-------- Data shown

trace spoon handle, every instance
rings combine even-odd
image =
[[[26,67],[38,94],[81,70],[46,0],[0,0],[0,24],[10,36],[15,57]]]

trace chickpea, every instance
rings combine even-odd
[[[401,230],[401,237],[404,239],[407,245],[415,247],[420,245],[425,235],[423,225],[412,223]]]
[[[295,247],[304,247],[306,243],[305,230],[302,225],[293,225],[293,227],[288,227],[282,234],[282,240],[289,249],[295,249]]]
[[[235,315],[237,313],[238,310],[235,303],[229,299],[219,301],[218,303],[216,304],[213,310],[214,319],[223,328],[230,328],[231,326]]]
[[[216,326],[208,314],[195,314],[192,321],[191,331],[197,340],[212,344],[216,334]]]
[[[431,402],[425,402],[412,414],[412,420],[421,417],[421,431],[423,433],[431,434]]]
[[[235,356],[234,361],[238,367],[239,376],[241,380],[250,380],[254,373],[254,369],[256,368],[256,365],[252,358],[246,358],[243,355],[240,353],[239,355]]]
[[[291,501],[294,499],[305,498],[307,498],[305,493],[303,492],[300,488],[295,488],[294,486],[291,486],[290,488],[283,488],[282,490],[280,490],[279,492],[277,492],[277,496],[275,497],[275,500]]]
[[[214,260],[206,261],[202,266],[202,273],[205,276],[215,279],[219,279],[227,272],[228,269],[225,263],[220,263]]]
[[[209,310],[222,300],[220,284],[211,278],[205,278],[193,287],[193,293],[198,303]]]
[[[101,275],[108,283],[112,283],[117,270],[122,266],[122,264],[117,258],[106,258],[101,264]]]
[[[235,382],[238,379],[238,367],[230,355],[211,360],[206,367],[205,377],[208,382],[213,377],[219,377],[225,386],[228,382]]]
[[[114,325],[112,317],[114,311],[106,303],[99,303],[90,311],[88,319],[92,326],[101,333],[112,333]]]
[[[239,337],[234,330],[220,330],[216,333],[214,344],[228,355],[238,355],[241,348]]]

----------------

> _What this task involves_:
Reproduce the entire listing above line for line, changing nothing.

> _Result of this exercise_:
trace spoon handle, every instance
rings combine even-odd
image =
[[[26,67],[38,94],[81,70],[46,0],[0,0],[0,24],[10,36],[15,57]]]

trace chickpea, every instance
rings combine even-odd
[[[401,230],[401,237],[404,239],[407,245],[415,247],[420,245],[425,235],[423,225],[412,223]]]
[[[295,247],[304,247],[306,243],[305,230],[302,225],[293,225],[293,227],[288,227],[282,234],[282,240],[289,249],[295,249]]]
[[[235,315],[237,313],[238,310],[235,303],[229,299],[219,301],[218,303],[216,304],[213,310],[214,319],[223,328],[230,328],[231,326]]]
[[[216,326],[208,314],[195,314],[192,321],[191,331],[197,340],[212,344],[216,334]]]
[[[431,402],[425,402],[412,414],[412,420],[421,417],[421,431],[423,433],[431,434]]]
[[[235,356],[234,361],[238,367],[239,376],[241,380],[250,380],[254,373],[254,369],[256,368],[256,365],[252,358],[246,358],[243,355],[240,353],[239,355]]]
[[[291,501],[294,499],[305,498],[307,498],[305,493],[303,492],[300,488],[295,488],[294,486],[291,486],[290,488],[283,488],[282,490],[280,490],[279,492],[277,492],[277,496],[275,497],[275,500]]]
[[[214,260],[206,261],[202,266],[202,273],[205,276],[215,279],[219,279],[227,272],[228,269],[225,263],[220,263]]]
[[[209,310],[222,300],[220,284],[211,278],[205,278],[193,287],[193,293],[198,303]]]
[[[101,275],[108,283],[112,283],[117,270],[122,266],[122,264],[117,258],[106,258],[101,264]]]
[[[235,382],[238,379],[238,367],[230,355],[211,360],[206,367],[205,377],[208,382],[213,377],[219,377],[225,386],[228,382]]]
[[[114,325],[112,317],[114,311],[106,303],[99,303],[90,311],[88,319],[92,326],[101,333],[112,333]]]
[[[239,337],[234,330],[220,330],[216,333],[214,344],[228,355],[238,355],[241,348]]]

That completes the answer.